TEXTAUSZUG:
★ ★ ★

2014-01-23 22:45:00, stefan

Die Beschwerdeführer vor dem Europäischen Gerichtshof für Menschenrechte (EGMR) begrüßen die Entscheidung des Gerichts, sich der Spionagevorwürfe gegen den GCHQ im Schnellverfahren anzunehmen. Die Richter sollen feststellen, ob die jüngst bekanntgewordenen Internetüberwachungsprogramme des britischen Geheimdiensts Rechtsgrundsätze verletzen.

Die Bürgerrechtsgruppen Big Brother Watch, die Open Rights Group, die britische Schriftstellervereinigung PEN und die Netzaktivistin und Sprecherin des Chaos Computer Clubs (CCC), Constanze Kurz, hatten die Beschwerde ins Rollen gebracht, nachdem Details über die riesigen Datensammlungen der britischen Spionagedienste an die Öffentlichkeit gekommen waren.

Das Gericht hat nach Abschluß der Voruntersuchungen nun die britische Regierung aufgefordert, sich für die Praktiken ihres Geheimdiensts GCHQ und dessen Kontrolle zu rechtfertigen und darzulegen, inwiefern diese mit dem Recht auf Privatsphäre gemäß Artikel 8 der Europäischen Konvention der Menschenrechte in Einklang zu bringen sind. Ferner wurde der Fall als einer der wenigen überhaupt für eine vorrangige Bearbeitung vorgesehen. Der britischen Regierung wurde für die Erwiderung eine Frist bis zum 2. Mai gesetzt, danach erst kann der Fall weiter bearbeitet werden, bevor ein Urteil ergehen kann.

★ ★ ★

ROHDATEN:

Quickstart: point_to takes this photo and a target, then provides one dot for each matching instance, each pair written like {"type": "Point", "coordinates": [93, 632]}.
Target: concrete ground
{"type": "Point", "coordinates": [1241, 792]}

★ ★ ★

IHRE AUFGABEN:
**a.** Fassen Sie den Textauszug in zwei Sätzen zusammen.
**b.** Geben Sie aus dem Textauszug den Abschnitt von „Das Gericht hat“ bis einschließlich „Urteil ergehen kann.“ wortgetreu wieder.
Verwenden Sie ausschließlich den Textauszug, nicht die Daten.

VOLLSTÄNDIGE LÖSUNGEN:
**a.** Der Europäische Gerichtshof für Menschenrechte nimmt sich der Beschwerde von Big Brother Watch, der Open Rights Group, PEN und Constanze Kurz gegen die Internetüberwachung des britischen Geheimdiensts GCHQ im Schnellverfahren an, was die Beschwerdeführer begrüßen. Die britische Regierung muss bis zum 2. Mai darlegen, inwiefern die Praktiken des GCHQ und dessen Kontrolle mit dem Recht auf Privatsphäre gemäß Artikel 8 der Europäischen Konvention der Menschenrechte in Einklang stehen.

**b.**
Das Gericht hat nach Abschluß der Voruntersuchungen nun die britische Regierung aufgefordert, sich für die Praktiken ihres Geheimdiensts GCHQ und dessen Kontrolle zu rechtfertigen und darzulegen, inwiefern diese mit dem Recht auf Privatsphäre gemäß Artikel 8 der Europäischen Konvention der Menschenrechte in Einklang zu bringen sind. Ferner wurde der Fall als einer der wenigen überhaupt für eine vorrangige Bearbeitung vorgesehen. Der britischen Regierung wurde für die Erwiderung eine Frist bis zum 2. Mai gesetzt, danach erst kann der Fall weiter bearbeitet werden, bevor ein Urteil ergehen kann.